STATED TASK: Copy the entries below, from the line containing "Locate tree line" through the line containing "279, 200, 298, 259", and offset every bounding-box coordinate in the answers by -140. Keep the request lines, including their sample boxes, unchanged.

----- SUPPLIED ENTRIES

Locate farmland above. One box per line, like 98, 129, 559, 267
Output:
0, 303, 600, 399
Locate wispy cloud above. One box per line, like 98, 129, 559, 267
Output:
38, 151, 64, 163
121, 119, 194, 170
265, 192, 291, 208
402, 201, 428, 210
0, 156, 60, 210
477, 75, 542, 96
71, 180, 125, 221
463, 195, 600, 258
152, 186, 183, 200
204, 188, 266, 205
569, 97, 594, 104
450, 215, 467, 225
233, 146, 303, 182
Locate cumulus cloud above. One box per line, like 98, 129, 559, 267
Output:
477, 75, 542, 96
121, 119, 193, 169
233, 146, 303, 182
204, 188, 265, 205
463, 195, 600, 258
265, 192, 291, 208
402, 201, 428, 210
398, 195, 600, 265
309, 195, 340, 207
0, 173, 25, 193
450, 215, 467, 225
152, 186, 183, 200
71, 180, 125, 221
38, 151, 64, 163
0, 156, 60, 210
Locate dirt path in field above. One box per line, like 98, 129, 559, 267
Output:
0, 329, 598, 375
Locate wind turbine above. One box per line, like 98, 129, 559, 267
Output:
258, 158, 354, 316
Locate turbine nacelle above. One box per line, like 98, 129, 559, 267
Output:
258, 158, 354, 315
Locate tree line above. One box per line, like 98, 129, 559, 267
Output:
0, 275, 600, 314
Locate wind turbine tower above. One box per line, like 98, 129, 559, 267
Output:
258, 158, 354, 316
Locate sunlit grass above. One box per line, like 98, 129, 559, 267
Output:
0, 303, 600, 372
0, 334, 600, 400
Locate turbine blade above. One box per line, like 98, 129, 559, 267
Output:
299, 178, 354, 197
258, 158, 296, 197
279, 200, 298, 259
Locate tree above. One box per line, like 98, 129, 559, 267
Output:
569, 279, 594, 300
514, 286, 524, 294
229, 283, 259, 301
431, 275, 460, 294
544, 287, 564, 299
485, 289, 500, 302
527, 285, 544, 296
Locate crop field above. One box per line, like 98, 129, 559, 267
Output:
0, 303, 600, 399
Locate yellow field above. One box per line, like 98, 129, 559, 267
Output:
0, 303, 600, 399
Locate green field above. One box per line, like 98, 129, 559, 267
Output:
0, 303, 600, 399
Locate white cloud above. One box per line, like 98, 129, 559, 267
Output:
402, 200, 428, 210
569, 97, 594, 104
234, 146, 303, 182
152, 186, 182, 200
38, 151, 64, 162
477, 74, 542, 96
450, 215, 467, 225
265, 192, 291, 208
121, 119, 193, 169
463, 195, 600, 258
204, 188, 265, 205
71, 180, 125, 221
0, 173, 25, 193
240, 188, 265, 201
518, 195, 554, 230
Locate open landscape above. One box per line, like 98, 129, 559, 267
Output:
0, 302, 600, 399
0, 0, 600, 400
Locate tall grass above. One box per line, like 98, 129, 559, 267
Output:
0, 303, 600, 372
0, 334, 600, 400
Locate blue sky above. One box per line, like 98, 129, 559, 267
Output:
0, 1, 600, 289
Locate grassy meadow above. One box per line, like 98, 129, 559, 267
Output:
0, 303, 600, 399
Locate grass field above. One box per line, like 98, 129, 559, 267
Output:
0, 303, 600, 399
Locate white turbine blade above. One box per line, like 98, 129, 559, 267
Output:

----------
----- SUPPLIED ENTRIES

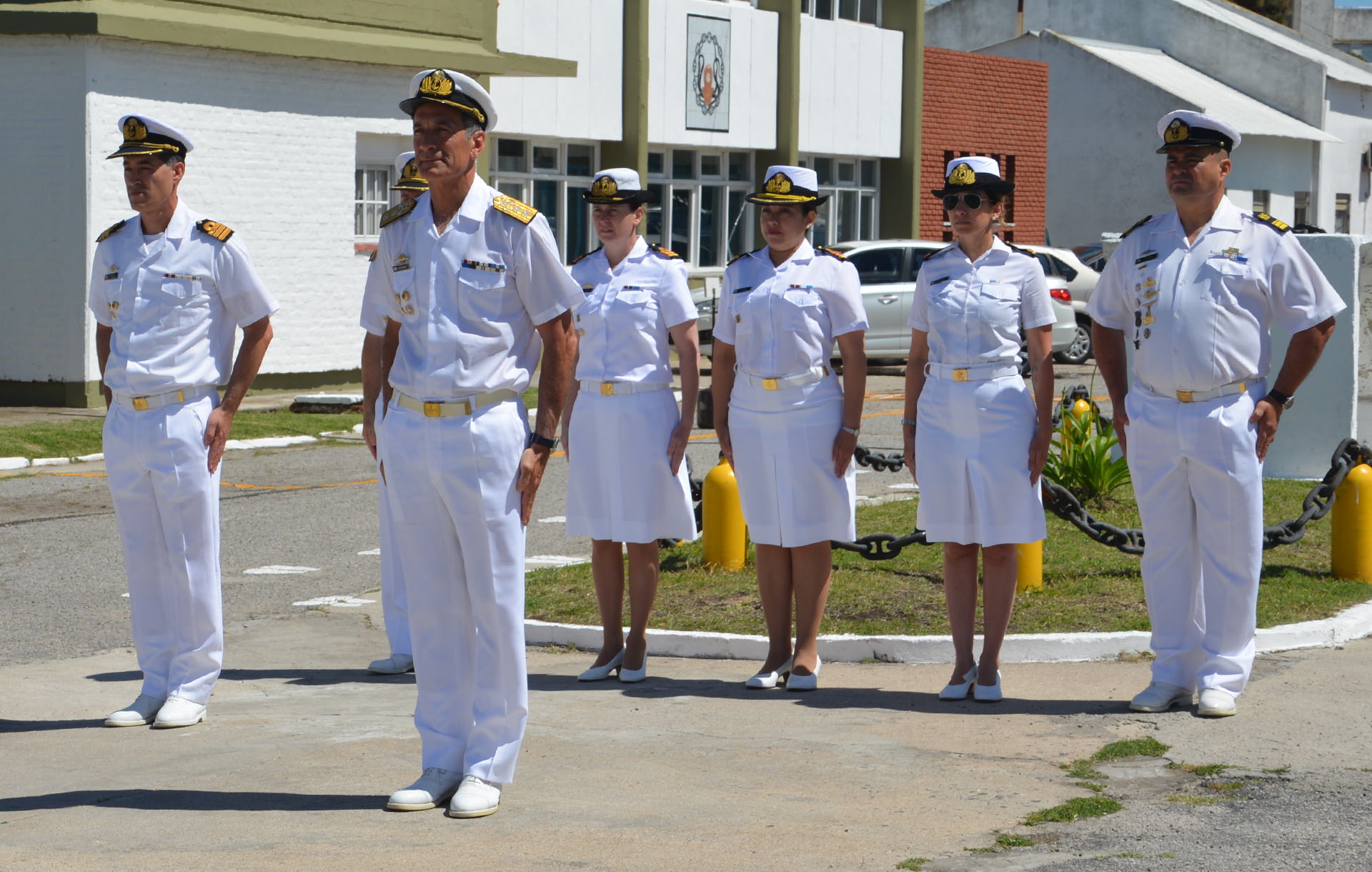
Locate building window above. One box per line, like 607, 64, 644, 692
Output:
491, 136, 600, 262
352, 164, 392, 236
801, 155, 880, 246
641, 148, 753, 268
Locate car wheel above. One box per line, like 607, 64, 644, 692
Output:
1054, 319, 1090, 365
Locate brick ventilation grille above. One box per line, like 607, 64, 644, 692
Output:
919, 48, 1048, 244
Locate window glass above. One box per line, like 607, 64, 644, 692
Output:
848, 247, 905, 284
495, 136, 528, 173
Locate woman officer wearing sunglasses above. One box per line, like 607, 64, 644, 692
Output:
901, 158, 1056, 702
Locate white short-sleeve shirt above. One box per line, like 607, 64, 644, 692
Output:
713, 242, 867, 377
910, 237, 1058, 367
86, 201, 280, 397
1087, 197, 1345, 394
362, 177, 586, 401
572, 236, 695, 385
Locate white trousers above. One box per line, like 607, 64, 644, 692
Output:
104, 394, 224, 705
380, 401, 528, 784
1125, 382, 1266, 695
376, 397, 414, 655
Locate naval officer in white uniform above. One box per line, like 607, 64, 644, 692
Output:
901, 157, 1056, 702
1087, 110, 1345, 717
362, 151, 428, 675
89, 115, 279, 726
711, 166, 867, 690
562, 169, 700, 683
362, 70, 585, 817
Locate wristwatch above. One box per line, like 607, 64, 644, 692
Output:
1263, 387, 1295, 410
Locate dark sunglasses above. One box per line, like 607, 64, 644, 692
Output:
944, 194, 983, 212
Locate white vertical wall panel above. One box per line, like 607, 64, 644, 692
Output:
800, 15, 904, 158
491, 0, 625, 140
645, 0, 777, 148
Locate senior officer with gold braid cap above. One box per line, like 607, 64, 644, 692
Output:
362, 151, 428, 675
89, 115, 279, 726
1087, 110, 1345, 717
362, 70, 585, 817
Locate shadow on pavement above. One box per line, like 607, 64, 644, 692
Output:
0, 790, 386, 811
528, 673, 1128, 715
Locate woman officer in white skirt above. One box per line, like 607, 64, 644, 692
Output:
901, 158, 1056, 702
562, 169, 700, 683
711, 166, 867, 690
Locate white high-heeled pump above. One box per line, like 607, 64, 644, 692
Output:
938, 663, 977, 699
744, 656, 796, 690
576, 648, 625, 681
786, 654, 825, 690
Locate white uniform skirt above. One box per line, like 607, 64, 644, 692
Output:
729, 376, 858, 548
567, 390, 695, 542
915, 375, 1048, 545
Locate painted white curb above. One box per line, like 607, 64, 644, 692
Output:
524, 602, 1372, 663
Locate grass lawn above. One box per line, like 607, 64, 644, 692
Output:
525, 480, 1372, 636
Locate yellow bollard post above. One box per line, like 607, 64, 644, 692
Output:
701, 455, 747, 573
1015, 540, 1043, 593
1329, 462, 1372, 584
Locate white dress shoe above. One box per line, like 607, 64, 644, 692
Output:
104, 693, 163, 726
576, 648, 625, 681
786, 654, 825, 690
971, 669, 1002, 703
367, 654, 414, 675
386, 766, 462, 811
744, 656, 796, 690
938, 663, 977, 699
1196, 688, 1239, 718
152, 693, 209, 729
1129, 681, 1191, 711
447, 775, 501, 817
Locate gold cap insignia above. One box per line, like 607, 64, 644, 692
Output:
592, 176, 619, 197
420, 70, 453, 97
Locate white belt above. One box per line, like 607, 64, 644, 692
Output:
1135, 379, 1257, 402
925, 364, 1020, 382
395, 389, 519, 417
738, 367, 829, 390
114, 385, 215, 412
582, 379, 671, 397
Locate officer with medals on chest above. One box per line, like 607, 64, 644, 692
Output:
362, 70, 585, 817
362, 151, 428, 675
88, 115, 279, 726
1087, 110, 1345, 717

----------
----- SUPPLIED ENTRIES

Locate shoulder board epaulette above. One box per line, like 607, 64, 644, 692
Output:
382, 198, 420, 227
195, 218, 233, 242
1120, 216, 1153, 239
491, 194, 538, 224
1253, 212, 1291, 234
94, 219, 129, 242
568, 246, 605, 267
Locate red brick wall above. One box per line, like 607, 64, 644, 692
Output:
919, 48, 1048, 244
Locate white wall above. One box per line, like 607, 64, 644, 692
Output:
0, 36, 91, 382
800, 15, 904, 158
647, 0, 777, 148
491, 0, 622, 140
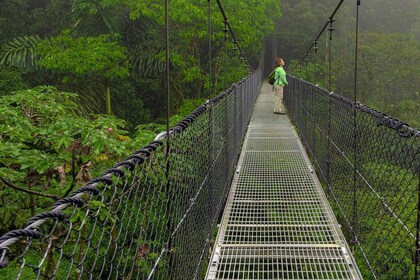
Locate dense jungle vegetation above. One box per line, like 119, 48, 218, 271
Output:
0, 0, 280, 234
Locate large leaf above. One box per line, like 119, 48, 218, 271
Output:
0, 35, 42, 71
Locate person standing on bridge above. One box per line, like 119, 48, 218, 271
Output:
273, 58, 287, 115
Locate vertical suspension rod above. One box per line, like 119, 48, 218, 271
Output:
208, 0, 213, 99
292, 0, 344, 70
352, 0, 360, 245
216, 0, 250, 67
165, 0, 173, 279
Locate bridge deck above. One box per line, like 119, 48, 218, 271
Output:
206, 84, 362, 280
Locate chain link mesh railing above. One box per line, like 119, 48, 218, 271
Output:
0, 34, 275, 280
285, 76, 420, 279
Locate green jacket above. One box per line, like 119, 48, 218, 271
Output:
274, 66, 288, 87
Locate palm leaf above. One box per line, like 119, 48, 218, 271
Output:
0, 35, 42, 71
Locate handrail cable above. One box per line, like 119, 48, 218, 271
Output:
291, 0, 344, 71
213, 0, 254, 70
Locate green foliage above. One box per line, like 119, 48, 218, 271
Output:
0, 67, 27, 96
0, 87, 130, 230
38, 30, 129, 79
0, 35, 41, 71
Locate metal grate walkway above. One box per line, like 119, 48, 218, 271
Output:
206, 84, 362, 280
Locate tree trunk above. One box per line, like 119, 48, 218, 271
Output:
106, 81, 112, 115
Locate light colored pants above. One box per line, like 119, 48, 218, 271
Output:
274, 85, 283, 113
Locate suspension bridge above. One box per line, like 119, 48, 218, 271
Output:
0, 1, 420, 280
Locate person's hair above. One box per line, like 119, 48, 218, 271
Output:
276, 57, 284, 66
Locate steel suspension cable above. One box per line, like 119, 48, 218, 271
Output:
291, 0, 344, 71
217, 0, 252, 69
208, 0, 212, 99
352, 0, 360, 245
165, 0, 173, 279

----------

TASK RESPONSE:
Locate tree line above. One box per line, like 98, 129, 559, 267
Output:
-140, 135, 460, 174
Locate wind turbine tower above. One box per line, like 98, 129, 559, 267
Output:
118, 18, 214, 176
Locate sunlit grass above. One box per line, like 98, 129, 559, 267
Output:
-140, 163, 460, 232
-140, 194, 460, 260
Locate turbine blade above. One box per line, like 98, 129, 559, 267
Output:
159, 38, 214, 57
118, 18, 156, 57
139, 60, 158, 119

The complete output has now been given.